◆ GIVEN PASSAGE:
╭──

Notice Latin doesn't require the pronoun I. But literally translating "Came,saw, conquered" sounds like it was written by a petulant 14 year old. Secondly, Caesar's clauses are a nice triplet of two syllables. The English version does pretty well there, until it reaches "conquered," which throws the rhythm off. I said it was a stupid example, because the English translates pretty well IMO, but hopefully I demonstrated the difficult work of the translator.

Off the top of my head, I think these would be tough to translate.

-Shakespeare. Too many puns, and the meter is tied to a rhythm natural to English. All poetry is difficult really.

-Huckleberry Finn. Heavy dialect, which often involves the racial prejudices of the time. How can you translate that part? Nothing will be as disrespectful as the word is in English. Furthermore, how do you translate something like: >It must a been close on to one o’clock Do you preserve the grammar error? What's the difference between "close" and "close on"?

-Faulkner. Same as Twain, plus some very heavy rhetoric.

╰──

◆ WRITTEN EXERCISE 1: According to the passage on translation, why would Shakespeare be hard to translate?
◆ WRITTEN EXERCISE 2: Reproduce the passage on translation from "Notice Latin doesn't" to "of the translator.", inclusive.

◆ GIVEN ENTRIES:

╭──

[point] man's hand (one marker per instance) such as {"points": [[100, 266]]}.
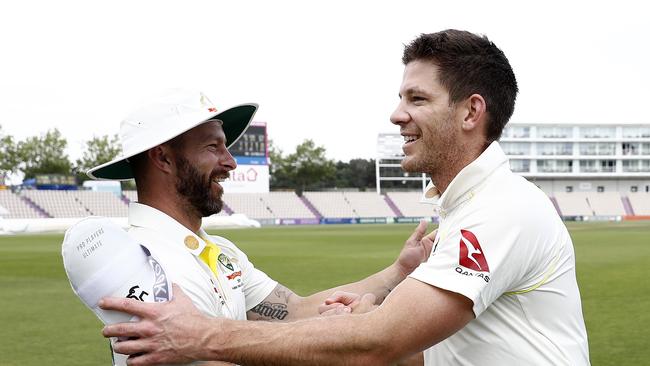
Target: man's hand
{"points": [[416, 249], [342, 302], [167, 332]]}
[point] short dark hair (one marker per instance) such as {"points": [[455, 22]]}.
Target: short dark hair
{"points": [[470, 64]]}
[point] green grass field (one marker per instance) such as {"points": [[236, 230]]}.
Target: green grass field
{"points": [[43, 323]]}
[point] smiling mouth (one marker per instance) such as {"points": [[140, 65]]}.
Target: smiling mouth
{"points": [[409, 139], [220, 179]]}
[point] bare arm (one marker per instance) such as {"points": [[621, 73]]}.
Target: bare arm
{"points": [[414, 317], [284, 305]]}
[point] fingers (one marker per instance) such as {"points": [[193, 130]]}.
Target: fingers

╰──

◆ FINAL RESULT 1: Shakespeare uses too many puns, and his meter is tied to a rhythm that is natural to English.

◆ FINAL RESULT 2:
Notice Latin doesn't require the pronoun I. But literally translating "Came,saw, conquered" sounds like it was written by a petulant 14 year old. Secondly, Caesar's clauses are a nice triplet of two syllables. The English version does pretty well there, until it reaches "conquered," which throws the rhythm off. I said it was a stupid example, because the English translates pretty well IMO, but hopefully I demonstrated the difficult work of the translator.